### INFORMATION SUPPLIED:
**********

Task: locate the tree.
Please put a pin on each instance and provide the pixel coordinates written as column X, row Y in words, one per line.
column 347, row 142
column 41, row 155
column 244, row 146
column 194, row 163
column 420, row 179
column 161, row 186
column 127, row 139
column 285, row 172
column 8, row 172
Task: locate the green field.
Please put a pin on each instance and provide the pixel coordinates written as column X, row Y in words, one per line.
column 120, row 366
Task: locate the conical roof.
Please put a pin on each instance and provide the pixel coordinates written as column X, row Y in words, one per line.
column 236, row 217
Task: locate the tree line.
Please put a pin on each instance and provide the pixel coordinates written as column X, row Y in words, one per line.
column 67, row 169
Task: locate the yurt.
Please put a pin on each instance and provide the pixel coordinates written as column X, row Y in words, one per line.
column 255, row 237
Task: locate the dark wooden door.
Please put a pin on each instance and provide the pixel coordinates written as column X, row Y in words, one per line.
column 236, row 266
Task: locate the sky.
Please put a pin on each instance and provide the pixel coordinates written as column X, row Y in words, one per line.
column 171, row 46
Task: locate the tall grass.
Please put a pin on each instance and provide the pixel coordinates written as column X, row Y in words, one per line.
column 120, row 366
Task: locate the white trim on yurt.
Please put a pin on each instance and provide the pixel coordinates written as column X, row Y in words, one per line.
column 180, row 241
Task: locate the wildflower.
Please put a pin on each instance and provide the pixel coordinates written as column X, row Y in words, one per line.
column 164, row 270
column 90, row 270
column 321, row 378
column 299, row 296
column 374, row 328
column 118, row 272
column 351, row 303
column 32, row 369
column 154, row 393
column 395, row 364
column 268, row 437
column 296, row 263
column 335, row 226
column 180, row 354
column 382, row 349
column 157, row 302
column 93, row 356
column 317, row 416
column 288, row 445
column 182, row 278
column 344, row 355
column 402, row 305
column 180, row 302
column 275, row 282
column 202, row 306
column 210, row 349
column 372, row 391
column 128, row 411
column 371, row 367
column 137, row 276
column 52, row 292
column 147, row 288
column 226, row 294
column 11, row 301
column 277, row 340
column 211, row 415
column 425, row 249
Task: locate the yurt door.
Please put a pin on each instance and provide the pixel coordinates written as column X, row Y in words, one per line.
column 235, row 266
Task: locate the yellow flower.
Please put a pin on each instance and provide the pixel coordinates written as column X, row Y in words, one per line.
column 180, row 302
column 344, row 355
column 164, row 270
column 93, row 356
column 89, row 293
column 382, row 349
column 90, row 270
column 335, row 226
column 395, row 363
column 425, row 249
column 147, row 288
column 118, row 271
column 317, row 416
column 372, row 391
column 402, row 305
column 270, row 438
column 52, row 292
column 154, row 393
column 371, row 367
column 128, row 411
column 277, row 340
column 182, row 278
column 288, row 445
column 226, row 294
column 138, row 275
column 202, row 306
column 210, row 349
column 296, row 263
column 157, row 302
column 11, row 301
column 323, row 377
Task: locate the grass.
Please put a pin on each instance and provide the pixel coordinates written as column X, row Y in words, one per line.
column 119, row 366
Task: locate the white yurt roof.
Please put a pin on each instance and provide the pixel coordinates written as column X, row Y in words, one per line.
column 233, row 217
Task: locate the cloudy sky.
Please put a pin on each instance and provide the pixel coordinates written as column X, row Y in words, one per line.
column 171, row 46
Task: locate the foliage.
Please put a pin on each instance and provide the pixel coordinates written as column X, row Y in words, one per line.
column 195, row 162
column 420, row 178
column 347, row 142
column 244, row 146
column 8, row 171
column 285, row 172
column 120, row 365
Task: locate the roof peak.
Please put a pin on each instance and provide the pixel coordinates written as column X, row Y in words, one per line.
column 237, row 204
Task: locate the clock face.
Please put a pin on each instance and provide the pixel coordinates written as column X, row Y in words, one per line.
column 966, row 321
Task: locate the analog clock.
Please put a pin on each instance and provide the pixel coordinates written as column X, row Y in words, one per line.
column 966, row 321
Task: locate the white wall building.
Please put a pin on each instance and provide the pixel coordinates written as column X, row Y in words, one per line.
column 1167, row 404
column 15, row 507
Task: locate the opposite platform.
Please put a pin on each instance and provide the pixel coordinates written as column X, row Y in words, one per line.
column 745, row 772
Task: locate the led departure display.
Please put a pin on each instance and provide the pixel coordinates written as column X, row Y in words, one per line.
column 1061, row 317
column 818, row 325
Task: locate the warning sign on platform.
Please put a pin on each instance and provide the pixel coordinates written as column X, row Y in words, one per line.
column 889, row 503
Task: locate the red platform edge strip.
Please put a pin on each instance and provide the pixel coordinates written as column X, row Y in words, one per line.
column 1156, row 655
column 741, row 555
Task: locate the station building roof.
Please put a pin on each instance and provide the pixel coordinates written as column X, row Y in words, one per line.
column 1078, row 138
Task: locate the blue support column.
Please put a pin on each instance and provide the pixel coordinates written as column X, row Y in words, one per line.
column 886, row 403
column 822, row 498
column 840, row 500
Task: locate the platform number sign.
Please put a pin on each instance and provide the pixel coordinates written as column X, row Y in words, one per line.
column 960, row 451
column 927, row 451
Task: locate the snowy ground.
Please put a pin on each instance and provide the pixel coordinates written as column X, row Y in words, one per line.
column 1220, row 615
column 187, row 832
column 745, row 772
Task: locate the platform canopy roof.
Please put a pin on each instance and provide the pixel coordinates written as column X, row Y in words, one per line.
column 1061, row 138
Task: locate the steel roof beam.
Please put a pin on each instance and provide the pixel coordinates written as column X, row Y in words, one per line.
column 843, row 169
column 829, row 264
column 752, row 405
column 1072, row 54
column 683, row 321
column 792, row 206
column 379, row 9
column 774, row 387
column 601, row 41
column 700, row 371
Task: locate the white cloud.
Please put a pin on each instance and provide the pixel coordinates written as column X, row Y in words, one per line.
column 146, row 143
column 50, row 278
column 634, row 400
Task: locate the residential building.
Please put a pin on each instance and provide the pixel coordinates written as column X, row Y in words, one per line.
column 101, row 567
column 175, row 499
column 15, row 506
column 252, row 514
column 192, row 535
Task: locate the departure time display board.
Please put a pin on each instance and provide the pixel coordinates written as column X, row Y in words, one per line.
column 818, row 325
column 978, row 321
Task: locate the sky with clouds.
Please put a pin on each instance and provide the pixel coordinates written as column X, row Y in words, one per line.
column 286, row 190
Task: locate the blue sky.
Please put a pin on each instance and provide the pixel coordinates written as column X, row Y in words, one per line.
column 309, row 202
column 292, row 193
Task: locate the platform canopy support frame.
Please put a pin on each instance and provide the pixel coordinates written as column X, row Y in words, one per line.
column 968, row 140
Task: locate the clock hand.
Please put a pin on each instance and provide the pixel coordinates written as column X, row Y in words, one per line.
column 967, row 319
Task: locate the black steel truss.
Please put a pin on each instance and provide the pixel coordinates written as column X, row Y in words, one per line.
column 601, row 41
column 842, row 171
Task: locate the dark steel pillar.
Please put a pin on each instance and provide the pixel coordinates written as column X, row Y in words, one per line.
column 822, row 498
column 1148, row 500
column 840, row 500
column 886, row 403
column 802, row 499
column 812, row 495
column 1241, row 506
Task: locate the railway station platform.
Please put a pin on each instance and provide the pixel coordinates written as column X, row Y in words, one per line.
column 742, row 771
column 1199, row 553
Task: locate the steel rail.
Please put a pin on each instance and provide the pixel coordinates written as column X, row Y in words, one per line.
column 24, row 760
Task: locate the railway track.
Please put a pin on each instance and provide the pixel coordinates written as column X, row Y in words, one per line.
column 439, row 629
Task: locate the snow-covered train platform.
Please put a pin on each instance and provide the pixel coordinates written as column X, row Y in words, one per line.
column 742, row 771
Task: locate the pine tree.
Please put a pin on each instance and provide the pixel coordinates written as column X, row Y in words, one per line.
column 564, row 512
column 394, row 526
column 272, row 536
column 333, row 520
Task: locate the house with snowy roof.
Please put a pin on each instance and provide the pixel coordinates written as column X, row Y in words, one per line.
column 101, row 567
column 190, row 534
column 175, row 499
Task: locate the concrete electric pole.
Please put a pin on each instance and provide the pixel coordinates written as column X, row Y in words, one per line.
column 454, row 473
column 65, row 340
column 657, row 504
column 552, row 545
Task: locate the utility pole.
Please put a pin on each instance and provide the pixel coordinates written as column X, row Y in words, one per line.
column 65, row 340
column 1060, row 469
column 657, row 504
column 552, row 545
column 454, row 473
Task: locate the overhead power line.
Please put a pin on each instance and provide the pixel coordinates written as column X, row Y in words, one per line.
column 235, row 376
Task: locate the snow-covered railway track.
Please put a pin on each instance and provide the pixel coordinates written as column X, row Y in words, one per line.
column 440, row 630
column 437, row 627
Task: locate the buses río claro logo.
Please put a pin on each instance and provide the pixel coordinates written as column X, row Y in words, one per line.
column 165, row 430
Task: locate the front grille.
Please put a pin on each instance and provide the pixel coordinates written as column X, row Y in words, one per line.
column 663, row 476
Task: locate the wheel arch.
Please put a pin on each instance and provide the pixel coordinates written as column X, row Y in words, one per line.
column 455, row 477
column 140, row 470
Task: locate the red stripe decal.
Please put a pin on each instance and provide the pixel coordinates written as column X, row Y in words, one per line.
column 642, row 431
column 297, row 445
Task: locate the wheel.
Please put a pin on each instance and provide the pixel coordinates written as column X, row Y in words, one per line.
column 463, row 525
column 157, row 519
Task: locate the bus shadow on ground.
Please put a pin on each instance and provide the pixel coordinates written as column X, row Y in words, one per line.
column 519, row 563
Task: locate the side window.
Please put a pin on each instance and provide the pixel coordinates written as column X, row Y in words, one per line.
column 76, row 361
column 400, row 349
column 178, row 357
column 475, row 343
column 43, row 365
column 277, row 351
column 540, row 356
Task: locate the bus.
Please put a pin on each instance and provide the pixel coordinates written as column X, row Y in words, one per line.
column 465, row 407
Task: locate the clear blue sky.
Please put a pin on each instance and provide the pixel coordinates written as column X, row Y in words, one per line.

**********

Repeat the records word for word, from their first line up to and including the line that contains "column 161, row 186".

Task: locate the tree.
Please put a pin on each instance and provide the pixel coordinates written as column X, row Y in words, one per line.
column 347, row 142
column 41, row 155
column 244, row 146
column 194, row 163
column 420, row 179
column 161, row 186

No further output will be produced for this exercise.